### WHAT TO WORK ON
Return the entire listing exactly, leaving nothing out.
⟨
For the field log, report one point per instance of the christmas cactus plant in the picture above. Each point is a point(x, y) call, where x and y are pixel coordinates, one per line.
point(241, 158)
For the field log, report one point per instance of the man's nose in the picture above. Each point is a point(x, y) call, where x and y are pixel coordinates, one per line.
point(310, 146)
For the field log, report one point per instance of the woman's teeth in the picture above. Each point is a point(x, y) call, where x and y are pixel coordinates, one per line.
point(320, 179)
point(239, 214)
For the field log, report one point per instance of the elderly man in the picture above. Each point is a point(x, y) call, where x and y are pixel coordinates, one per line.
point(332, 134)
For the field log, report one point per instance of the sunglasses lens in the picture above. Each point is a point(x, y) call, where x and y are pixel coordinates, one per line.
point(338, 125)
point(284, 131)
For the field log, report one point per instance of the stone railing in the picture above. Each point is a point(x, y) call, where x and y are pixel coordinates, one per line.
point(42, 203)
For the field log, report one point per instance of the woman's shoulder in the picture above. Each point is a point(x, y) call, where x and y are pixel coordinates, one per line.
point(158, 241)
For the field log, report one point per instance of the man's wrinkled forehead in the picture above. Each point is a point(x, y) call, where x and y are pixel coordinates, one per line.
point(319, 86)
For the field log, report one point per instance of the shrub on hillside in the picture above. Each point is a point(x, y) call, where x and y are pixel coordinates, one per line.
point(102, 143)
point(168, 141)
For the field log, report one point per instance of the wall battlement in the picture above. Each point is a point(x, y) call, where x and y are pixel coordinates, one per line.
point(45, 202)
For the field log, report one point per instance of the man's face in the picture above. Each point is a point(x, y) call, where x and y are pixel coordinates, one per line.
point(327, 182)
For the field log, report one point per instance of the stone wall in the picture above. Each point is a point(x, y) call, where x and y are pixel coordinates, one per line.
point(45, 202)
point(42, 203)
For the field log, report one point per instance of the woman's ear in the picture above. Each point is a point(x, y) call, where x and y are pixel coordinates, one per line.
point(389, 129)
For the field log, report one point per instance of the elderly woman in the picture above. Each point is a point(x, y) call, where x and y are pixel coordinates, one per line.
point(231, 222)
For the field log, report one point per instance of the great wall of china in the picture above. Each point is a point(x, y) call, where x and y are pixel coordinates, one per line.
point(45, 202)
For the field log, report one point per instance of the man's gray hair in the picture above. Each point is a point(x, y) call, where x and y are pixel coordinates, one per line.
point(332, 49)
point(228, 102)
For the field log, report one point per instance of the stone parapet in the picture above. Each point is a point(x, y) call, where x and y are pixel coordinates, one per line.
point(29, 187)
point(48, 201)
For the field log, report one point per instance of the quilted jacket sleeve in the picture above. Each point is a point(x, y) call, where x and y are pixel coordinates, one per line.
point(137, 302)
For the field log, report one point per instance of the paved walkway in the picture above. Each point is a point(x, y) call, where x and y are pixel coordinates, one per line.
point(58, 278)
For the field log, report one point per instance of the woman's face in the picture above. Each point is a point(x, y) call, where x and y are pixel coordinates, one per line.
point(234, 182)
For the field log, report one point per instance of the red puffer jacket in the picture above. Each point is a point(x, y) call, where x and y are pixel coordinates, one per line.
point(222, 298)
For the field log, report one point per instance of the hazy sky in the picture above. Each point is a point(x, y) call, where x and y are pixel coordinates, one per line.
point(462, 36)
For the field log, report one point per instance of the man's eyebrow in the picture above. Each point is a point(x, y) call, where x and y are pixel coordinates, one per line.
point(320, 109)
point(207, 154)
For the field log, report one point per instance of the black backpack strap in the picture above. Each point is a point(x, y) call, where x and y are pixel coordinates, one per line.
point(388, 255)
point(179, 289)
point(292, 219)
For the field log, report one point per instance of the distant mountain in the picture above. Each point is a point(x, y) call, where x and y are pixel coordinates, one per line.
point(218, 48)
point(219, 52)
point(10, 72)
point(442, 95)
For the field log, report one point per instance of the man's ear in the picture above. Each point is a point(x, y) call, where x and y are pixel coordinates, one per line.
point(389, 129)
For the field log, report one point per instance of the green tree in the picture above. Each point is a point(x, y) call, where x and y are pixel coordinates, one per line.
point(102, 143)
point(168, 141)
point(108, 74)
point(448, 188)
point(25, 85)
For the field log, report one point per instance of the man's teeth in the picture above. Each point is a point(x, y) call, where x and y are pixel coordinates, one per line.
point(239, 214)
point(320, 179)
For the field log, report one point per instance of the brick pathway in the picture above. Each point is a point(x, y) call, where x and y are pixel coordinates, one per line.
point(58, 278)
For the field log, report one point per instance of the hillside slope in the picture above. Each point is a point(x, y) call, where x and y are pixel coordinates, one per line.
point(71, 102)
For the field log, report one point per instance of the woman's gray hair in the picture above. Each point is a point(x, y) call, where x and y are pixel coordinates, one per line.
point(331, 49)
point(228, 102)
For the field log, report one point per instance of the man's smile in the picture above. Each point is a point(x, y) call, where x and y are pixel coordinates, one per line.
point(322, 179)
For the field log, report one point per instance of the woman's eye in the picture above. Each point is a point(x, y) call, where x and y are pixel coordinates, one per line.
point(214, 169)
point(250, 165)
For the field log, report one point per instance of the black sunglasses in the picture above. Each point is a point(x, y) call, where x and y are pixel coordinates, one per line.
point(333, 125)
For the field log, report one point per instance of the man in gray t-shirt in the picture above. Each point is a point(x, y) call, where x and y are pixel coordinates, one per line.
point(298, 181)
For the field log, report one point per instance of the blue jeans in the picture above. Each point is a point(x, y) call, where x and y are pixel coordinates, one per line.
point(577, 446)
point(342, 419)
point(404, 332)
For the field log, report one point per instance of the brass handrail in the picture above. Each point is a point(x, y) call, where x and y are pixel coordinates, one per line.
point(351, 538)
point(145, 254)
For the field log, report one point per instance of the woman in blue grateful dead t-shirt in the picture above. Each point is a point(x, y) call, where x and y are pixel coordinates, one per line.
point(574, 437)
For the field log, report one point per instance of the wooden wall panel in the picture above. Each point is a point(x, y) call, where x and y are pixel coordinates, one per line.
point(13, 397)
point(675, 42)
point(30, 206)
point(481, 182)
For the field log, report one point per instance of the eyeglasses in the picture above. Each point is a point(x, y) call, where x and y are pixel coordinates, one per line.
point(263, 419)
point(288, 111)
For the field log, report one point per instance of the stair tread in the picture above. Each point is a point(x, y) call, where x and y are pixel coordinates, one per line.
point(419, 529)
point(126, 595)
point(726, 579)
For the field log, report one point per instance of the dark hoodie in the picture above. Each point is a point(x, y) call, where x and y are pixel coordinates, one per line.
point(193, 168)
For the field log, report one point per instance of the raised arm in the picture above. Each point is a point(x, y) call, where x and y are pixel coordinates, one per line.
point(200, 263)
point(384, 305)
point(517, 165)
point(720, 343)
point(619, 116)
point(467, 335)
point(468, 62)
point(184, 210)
⟩
### EXERCISE SOLUTION
For the field log, report one point per instance of the christmas cactus plant in the picture above. Each point is a point(x, y) call, where x and y are pixel coordinates, one per line.
point(241, 158)
For the field log, report one point per instance of the man's nose in the picture above. Each point is a point(x, y) call, where x and y are pixel coordinates, one per line.
point(310, 146)
For the field log, report one point per instance of the woman's teeth in the picture above. Each point is a point(x, y) call, where x and y are pixel coordinates, one per line.
point(320, 179)
point(239, 214)
For the field log, report one point per instance of the elderly man in the picture above. Each point is a point(x, y) call, where x and y are pixel coordinates, one per line.
point(332, 134)
For the field log, report one point per instance of the sunglasses lens in the picture above. Each point is a point(x, y) call, where x and y are pixel coordinates, one per line.
point(338, 125)
point(284, 131)
For the field log, report one point per instance of the stone railing in the picture above. Each point is a point(x, y) call, where x and y are pixel coordinates, one per line.
point(42, 203)
For the field log, report one point per instance of the woman's shoulder in the picture above. Each point is a point(x, y) call, where x and y are pixel coordinates, one per line.
point(158, 241)
For the field log, report one point per instance of the man's wrinkled forehead in the picture above. Each point is a point(x, y) call, where x and y are pixel coordinates, one per line.
point(319, 86)
For the field log, report one point per instance of the shrub on hillside in the picture above. Each point is a point(x, y) call, where x and y are pixel coordinates, one per line.
point(102, 143)
point(168, 141)
For the field log, report one point per instance of the wall battlement in the picture above. Each point is a point(x, y) call, where x and y are pixel coordinates, one per line.
point(45, 202)
For the field log, report one point per instance of the man's face in the picture above. Each point is a point(x, y) call, where x and y are pixel coordinates, one per line.
point(327, 182)
For the field log, report one point per instance of the stone wall in the picture above. Each point is a point(x, y) call, where x and y are pixel coordinates, one per line.
point(45, 202)
point(42, 203)
For the field log, report one point per instance of the woman's ear in the picture above. Each point is a point(x, y) call, where x and y are pixel coordinates, one per line.
point(389, 129)
For the field log, report one point per instance of the elderly woman in the picture above. Each point is a point(x, y) call, where x and y are pixel coordinates, one per line.
point(231, 222)
For the field log, report one point per instance of the great wall of china in the picture above. Each point is a point(x, y) call, where x and y are pixel coordinates, one per line.
point(45, 202)
For the field log, report one point per instance of the man's gray hair in the picture above. Each point is a point(x, y) call, where x and y are pixel coordinates, one per line.
point(332, 49)
point(228, 102)
For the field log, report one point per instance of the stone parapet in the picture above. Each point is a point(x, y) call, where x and y are pixel coordinates, one per line.
point(29, 187)
point(48, 201)
For the field log, report one point per instance of the quilted jacket sleeve in the picture above. Each point is a point(x, y) call, where x and y are pixel coordinates, one per line.
point(137, 302)
For the field log, report one point per instance of the paved walkway in the picture above. Each point is a point(x, y) call, where x and y are pixel coordinates, one per line.
point(58, 278)
For the field log, report one point per instance of the woman's face in the picture above. Each point is a point(x, y) call, where x and y are pixel coordinates, one per line.
point(234, 182)
For the field log, report one point per instance of the red puffer jacket in the picture above. Each point is a point(x, y) call, where x and y are pixel coordinates, one per line.
point(222, 298)
For the field log, report one point per instance of the hazy sky in the picture above. Each point is a point(x, y) call, where x and y are pixel coordinates, one per line.
point(462, 36)
For the field log, report one point per instance of the man's eyebrow in the picture above. Each point is a point(x, y) call, where x and y are pixel coordinates, one per line.
point(320, 109)
point(207, 154)
For the field log, report one point per instance of the black backpack strap in the picture above. Each point is a point(x, y) call, where x and y are pixel coordinates, one per line.
point(388, 255)
point(179, 289)
point(292, 219)
For the field log, report one point per instance of the distant mountain in the picture above. Each point is a point(x, y) call, where x and y are pixel coordinates, one per line.
point(218, 48)
point(219, 52)
point(10, 72)
point(442, 95)
For the field log, report one point per instance of the man's ear in the picture above. Each point is a point(x, y) call, where x and y are pixel coordinates, one per line.
point(389, 129)
For the field log, report one point per instance of the green tree in the picture above. Each point is a point(x, y) call, where x and y are pixel coordinates, one per line.
point(102, 143)
point(168, 141)
point(108, 74)
point(448, 188)
point(25, 85)
For the field log, report one point per instance of the man's teeth in the picture above. Each point is a point(x, y) call, where x and y are pixel coordinates, one per line.
point(239, 214)
point(320, 179)
For the field log, report one point per instance of the brick pathway in the picture above. Each point is a point(x, y) call, where x and y are pixel coordinates, one per line.
point(58, 278)
For the field log, report one point per instance of the hillside slope in the picture above. Each point is a point(x, y) call, where x and y are pixel coordinates, one per line.
point(71, 102)
For the field log, report one point per instance of the woman's gray hair in the picture above. Each point is a point(x, y) call, where x and y are pixel coordinates, one per line.
point(331, 49)
point(228, 102)
For the field log, report one point per instance of the man's smile in the picture above. Each point is a point(x, y) call, where x and y are pixel coordinates, one per line.
point(322, 179)
For the field log, report one point per instance of the woman's eye in the picture above. Each point is a point(x, y) call, where x and y are pixel coordinates, one per line.
point(214, 169)
point(250, 165)
For the field log, report one point per instance of the black sunglasses in the picture above. Each point is a point(x, y) call, where x and y are pixel coordinates, one per line.
point(333, 125)
For the field log, report one point per instance of the man in gray t-shirt in the picture above. Each point is a point(x, y) call, where x and y are pixel coordinates, one per line.
point(298, 181)
For the field log, report one point per instance of the blue jeans in the picture above. Each point is a point(x, y) call, where x and y are pixel coordinates, one per line.
point(577, 446)
point(342, 419)
point(404, 332)
For the field log, report one point per instance of the brass handrail in the picture above. Each point is a point(x, y) call, where x and y are pixel coordinates, one per line.
point(351, 538)
point(145, 254)
For the field log, report one point per instance of the woman in blue grateful dead t-shirt in the picture above. Each point is a point(x, y) call, where x and y are pixel coordinates, one per line.
point(574, 437)
For the field log, report one point per instance of the wooden wall panel in the picture above. Each point is a point(x, y) call, where x and y are pixel coordinates, one per line.
point(13, 397)
point(675, 42)
point(30, 206)
point(481, 182)
For the field log, report one point per instance of the eyeglasses in the picture above. Each point is a point(x, y) call, where x and y are pixel coordinates, one per line.
point(263, 419)
point(288, 111)
For the field log, report one point per instance of the stair tread in the picture above. Each point is a point(x, y) call, where x and y are pixel coordinates, one per line.
point(419, 529)
point(126, 595)
point(726, 579)
For the field log, report one point per instance of the dark hoodie in the picture above. Each point is a point(x, y) call, where x and y are pixel coordinates, one per line.
point(193, 168)
For the field log, report one point per instance of the raised arm in the picture above. Each point is a point(x, y) call, where x and y are pixel coordinates, one per line.
point(200, 263)
point(384, 305)
point(517, 165)
point(720, 343)
point(619, 116)
point(467, 335)
point(468, 62)
point(184, 210)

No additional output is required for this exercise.